#### [THE INPUT]
+ + +
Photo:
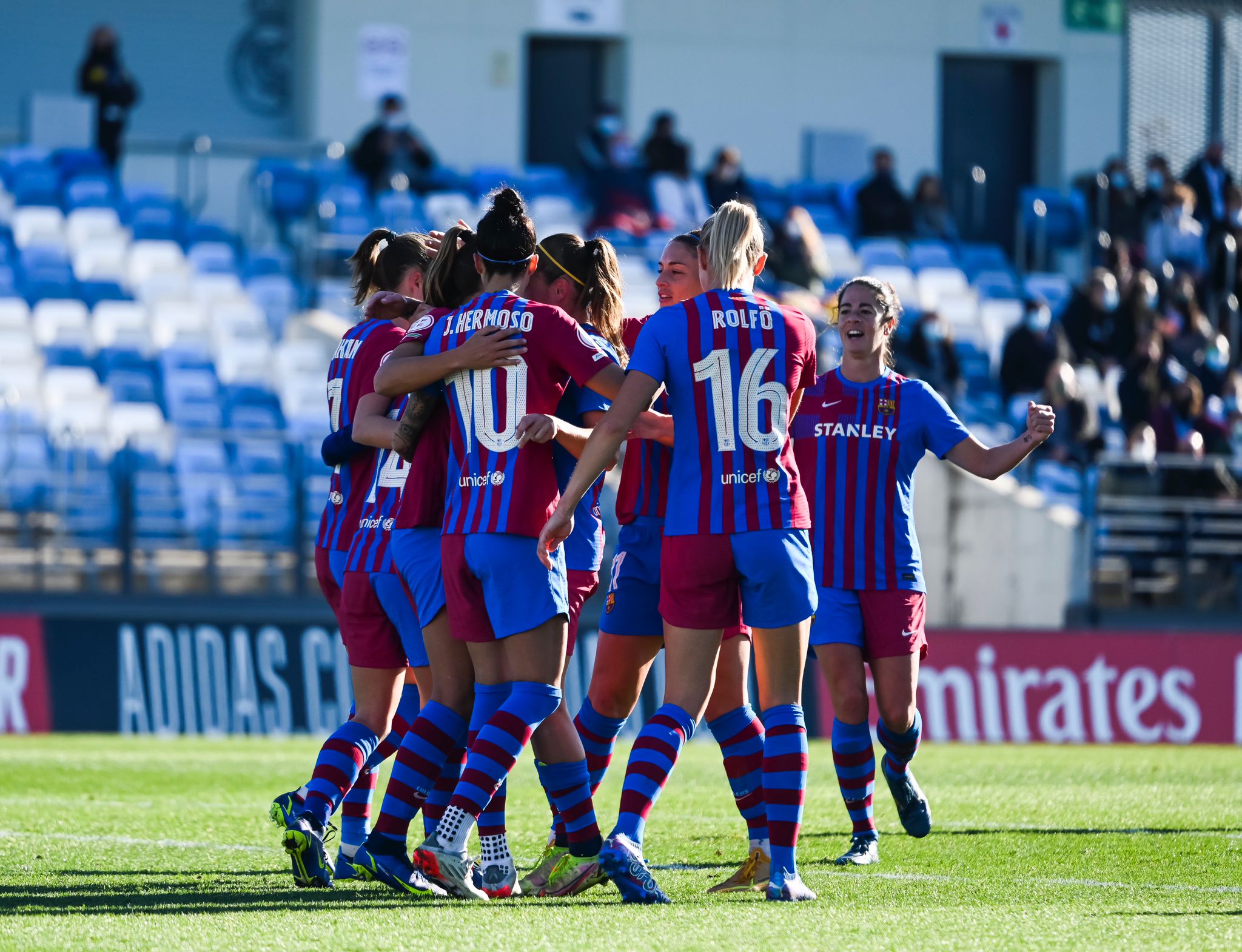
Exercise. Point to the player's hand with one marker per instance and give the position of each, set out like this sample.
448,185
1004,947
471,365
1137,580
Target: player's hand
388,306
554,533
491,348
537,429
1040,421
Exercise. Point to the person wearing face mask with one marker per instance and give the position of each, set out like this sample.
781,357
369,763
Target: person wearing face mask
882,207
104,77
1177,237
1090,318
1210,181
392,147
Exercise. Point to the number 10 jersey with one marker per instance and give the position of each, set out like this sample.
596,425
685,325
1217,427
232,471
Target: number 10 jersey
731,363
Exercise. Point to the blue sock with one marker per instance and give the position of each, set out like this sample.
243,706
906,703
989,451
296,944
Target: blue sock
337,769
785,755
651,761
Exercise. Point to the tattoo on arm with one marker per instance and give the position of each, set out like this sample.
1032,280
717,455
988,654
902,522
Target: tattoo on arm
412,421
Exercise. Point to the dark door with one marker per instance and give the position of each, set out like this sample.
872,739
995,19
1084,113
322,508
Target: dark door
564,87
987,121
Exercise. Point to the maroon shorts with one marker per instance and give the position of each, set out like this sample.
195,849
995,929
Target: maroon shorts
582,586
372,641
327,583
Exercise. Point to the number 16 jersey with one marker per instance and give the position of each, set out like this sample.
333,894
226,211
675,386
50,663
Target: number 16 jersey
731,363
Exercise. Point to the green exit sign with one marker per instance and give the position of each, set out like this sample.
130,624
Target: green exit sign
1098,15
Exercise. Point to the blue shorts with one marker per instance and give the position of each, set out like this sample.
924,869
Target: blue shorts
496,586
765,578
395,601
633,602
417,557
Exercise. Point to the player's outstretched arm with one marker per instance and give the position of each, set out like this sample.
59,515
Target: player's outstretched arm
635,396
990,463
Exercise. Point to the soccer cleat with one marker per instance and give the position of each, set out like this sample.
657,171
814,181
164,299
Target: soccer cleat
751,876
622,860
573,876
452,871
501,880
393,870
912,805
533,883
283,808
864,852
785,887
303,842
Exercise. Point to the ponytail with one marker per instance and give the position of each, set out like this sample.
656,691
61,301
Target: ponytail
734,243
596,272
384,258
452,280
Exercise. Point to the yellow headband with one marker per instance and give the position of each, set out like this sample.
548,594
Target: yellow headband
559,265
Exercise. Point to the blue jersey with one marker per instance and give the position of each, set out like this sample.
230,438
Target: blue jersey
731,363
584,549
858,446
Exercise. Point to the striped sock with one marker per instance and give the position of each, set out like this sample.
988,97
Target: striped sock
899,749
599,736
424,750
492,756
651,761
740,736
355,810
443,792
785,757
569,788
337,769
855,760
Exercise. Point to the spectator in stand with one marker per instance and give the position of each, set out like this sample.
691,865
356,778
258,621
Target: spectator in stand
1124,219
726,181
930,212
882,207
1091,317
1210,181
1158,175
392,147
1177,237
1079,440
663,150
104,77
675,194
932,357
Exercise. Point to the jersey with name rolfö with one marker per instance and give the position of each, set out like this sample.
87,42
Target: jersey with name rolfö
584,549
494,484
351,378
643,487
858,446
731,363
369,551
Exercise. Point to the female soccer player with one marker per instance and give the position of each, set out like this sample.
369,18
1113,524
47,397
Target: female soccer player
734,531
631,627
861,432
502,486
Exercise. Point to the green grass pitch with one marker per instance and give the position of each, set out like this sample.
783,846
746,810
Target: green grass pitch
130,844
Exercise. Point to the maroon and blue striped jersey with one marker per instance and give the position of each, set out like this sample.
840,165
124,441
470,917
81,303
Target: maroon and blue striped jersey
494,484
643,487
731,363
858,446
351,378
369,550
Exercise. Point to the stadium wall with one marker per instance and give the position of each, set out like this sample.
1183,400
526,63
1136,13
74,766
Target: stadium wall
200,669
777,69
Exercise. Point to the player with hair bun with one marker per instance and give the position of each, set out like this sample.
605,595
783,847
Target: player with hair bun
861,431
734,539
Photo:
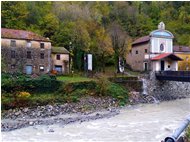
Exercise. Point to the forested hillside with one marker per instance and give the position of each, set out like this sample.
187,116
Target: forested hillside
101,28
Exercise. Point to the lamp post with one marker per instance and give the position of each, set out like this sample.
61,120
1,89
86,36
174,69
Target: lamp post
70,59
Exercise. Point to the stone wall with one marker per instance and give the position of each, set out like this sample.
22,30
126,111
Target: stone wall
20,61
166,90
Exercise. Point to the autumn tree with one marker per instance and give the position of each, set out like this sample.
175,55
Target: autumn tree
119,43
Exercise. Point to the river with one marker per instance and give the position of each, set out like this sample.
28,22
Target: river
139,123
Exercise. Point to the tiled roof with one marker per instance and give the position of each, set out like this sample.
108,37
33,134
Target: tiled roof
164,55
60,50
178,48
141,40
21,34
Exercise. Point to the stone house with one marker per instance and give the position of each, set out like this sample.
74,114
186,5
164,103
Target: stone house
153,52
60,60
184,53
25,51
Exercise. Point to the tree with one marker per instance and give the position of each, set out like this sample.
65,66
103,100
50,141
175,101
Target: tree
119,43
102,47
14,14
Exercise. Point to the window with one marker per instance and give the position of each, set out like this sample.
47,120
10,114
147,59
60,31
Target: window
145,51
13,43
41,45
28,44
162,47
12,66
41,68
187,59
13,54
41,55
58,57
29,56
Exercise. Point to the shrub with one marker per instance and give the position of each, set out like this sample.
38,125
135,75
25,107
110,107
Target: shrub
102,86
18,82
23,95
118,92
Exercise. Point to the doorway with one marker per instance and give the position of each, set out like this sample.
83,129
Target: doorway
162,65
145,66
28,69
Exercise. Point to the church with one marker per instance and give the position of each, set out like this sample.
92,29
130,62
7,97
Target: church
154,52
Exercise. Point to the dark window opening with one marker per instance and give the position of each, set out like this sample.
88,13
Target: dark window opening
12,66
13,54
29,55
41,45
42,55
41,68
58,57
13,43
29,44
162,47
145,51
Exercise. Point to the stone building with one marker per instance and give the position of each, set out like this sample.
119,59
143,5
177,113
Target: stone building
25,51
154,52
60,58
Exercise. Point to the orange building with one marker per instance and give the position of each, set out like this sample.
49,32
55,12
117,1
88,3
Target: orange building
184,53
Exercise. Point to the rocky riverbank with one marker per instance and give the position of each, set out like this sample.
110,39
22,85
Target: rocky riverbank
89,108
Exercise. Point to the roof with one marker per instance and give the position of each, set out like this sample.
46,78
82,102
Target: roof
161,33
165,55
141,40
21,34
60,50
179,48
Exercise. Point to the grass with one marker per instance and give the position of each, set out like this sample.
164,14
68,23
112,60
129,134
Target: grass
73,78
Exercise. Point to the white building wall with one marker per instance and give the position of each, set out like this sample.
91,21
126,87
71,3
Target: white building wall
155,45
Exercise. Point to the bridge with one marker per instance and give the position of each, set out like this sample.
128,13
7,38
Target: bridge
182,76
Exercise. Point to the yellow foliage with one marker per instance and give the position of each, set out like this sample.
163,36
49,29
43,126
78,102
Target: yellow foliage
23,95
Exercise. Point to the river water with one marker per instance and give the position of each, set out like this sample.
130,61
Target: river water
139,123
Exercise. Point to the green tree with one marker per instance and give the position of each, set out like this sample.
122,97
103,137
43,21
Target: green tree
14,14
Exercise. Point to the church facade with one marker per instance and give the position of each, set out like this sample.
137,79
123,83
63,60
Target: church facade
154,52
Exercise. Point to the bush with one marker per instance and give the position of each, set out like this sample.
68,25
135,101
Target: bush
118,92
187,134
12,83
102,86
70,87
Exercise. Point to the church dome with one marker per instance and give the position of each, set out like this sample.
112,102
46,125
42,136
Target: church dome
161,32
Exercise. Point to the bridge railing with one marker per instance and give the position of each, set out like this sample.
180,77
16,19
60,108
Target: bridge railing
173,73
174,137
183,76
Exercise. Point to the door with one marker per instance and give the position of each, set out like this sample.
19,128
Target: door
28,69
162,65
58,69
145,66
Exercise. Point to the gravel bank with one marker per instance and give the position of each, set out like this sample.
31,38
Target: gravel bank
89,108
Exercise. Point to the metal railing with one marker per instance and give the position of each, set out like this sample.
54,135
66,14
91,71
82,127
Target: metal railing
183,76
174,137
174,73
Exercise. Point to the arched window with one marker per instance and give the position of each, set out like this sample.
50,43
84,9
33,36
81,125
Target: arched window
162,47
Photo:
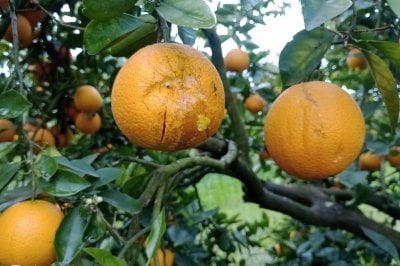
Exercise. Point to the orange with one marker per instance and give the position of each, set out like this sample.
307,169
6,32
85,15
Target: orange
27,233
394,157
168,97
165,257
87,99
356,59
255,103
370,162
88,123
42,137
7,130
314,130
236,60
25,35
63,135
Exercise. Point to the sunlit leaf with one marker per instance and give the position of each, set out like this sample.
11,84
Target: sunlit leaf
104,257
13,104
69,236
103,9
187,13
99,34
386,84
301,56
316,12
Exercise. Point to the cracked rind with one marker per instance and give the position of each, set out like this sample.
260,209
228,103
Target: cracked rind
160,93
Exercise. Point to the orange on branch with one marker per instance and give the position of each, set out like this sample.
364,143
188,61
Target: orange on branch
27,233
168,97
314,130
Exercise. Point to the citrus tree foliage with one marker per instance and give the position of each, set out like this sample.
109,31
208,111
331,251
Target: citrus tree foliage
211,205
+ + +
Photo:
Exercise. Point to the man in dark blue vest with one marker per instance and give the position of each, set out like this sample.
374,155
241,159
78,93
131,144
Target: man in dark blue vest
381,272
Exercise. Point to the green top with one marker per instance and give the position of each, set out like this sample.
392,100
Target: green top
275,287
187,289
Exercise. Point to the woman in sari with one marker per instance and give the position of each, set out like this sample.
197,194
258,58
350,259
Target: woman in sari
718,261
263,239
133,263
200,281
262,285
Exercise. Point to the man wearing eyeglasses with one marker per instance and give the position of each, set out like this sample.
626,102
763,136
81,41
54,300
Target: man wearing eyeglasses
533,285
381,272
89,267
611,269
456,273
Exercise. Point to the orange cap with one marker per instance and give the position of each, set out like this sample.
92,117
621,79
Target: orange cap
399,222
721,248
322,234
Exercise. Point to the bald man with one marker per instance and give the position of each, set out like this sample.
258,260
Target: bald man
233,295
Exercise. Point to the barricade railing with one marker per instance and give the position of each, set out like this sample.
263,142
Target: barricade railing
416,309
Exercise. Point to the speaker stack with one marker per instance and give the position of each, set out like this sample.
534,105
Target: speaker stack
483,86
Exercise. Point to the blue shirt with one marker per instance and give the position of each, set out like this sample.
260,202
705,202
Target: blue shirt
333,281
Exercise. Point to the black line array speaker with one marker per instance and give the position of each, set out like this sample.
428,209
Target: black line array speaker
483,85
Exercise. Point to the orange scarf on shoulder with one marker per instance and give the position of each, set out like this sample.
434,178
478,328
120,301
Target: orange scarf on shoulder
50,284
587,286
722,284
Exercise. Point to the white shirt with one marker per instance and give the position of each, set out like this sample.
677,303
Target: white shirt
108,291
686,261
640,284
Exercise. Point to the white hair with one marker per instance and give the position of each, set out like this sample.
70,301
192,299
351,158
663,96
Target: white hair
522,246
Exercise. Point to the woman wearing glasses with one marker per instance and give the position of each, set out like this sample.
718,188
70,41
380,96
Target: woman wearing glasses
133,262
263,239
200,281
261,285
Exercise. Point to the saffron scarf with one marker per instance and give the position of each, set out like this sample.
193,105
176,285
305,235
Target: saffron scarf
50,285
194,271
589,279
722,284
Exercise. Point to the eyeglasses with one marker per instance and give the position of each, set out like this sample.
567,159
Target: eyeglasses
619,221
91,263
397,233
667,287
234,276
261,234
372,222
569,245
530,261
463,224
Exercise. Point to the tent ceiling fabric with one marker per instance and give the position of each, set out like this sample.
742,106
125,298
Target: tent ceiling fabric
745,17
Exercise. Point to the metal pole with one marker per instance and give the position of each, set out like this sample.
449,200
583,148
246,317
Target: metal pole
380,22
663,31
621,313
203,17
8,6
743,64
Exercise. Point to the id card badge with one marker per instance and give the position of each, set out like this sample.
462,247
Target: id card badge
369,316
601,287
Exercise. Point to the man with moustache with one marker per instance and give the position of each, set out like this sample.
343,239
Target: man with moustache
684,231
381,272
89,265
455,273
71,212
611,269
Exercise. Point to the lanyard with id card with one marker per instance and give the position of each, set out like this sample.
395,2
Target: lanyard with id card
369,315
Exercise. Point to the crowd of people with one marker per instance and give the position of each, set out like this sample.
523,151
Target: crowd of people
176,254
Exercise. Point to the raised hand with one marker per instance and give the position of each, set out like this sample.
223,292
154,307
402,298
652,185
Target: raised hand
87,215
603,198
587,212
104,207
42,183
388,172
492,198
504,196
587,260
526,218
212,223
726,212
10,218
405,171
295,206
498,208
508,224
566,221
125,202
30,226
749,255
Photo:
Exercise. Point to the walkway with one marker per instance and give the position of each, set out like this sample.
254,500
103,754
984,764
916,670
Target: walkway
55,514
+ + +
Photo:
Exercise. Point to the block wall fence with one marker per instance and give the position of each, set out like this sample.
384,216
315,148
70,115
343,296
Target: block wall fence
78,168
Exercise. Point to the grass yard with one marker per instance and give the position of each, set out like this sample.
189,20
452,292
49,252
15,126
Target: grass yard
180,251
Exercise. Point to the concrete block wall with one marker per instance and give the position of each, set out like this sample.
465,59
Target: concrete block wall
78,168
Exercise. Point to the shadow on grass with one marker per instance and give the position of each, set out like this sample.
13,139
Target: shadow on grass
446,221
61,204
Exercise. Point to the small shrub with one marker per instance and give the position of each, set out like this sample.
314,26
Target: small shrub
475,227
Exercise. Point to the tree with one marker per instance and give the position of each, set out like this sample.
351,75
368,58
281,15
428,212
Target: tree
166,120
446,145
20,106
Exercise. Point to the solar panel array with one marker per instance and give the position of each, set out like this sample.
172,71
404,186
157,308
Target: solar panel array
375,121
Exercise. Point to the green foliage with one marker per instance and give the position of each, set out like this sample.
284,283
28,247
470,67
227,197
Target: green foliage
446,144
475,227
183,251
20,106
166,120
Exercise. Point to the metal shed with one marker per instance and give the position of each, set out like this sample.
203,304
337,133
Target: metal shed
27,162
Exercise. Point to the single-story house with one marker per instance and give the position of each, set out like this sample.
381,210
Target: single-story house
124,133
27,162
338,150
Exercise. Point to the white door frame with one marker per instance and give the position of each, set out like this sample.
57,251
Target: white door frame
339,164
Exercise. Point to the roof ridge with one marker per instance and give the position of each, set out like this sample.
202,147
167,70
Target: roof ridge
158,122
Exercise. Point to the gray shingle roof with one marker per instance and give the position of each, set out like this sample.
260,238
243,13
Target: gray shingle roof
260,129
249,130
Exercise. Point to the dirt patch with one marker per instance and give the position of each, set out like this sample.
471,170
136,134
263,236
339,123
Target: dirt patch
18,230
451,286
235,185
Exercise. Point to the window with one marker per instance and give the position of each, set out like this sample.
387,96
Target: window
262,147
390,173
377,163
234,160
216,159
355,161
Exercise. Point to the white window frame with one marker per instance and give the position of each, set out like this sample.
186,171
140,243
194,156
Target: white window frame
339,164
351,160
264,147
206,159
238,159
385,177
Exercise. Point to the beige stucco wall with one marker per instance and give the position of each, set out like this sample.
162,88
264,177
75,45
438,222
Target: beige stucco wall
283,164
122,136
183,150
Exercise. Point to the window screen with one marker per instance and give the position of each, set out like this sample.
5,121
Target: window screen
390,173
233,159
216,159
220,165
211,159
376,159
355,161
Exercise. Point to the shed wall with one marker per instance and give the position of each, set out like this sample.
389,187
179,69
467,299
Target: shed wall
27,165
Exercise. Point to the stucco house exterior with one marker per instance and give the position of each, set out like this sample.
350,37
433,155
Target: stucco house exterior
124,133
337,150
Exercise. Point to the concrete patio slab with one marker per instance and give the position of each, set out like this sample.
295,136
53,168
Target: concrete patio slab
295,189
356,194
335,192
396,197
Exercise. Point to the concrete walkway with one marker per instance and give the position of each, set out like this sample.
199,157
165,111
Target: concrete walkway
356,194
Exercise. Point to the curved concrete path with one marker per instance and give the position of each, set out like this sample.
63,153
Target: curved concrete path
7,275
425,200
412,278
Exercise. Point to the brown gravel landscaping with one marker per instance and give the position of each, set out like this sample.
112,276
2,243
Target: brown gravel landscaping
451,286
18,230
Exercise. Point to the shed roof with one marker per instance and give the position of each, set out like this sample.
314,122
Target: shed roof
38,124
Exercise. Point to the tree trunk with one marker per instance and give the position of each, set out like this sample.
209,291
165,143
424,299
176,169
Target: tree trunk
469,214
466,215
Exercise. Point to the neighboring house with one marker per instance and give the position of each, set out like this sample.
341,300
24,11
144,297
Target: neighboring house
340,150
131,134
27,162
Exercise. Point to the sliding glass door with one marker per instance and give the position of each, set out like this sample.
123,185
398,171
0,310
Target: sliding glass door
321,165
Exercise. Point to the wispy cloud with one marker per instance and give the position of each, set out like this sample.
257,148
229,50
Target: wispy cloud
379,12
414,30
+ + +
#### [WORK TO BE COMPLETED]
How many lines in the data above contain the string "shirt"? Case counts. Reply with the number only.

#### [CORRECT RESPONSE]
4